Excerpts from a point labeling dataset
+++

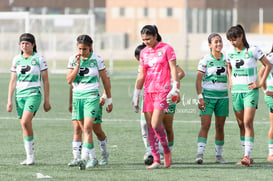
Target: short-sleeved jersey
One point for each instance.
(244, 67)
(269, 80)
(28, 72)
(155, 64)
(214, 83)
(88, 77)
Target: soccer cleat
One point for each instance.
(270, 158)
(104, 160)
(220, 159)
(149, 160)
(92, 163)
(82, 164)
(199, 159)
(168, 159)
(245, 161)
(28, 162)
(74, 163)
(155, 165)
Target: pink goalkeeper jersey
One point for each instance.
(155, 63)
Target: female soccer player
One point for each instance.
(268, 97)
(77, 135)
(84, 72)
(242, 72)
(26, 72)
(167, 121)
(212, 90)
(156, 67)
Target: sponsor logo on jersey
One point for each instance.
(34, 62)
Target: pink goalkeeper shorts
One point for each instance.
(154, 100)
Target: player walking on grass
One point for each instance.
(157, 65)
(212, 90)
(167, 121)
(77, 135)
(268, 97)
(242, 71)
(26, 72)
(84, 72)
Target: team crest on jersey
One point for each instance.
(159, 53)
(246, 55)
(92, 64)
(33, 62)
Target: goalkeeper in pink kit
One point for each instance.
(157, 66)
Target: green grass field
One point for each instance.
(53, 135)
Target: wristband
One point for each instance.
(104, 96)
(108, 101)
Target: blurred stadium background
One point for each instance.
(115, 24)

+++

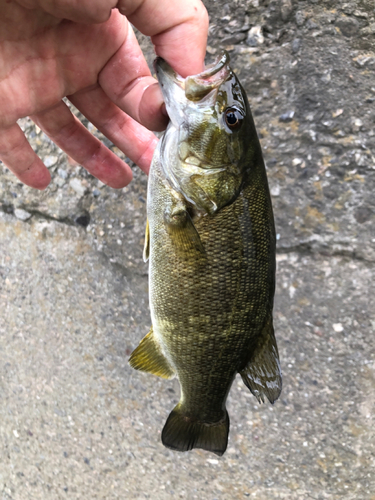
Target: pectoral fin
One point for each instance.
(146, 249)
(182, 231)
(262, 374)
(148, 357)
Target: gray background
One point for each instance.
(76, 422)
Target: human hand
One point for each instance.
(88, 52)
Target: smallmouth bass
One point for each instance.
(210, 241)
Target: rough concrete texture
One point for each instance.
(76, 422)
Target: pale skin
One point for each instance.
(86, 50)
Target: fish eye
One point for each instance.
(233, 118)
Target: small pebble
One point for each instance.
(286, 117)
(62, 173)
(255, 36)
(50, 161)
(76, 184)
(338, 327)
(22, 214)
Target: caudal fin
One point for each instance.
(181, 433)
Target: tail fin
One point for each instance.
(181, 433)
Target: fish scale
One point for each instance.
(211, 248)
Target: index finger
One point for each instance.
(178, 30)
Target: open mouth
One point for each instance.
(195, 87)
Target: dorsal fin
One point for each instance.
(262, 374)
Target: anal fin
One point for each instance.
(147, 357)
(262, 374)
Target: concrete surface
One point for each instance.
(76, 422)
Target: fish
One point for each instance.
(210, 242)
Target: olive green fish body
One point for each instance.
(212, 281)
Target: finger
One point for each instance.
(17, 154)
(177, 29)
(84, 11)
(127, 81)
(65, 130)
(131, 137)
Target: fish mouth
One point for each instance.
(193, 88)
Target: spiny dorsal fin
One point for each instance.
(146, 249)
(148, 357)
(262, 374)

+++

EXERCISE TASK
Select every line in the material above that contains the string "green". Case counts.

RESULT OF THIS EXERCISE
Target: green grass field
Target: olive green fish body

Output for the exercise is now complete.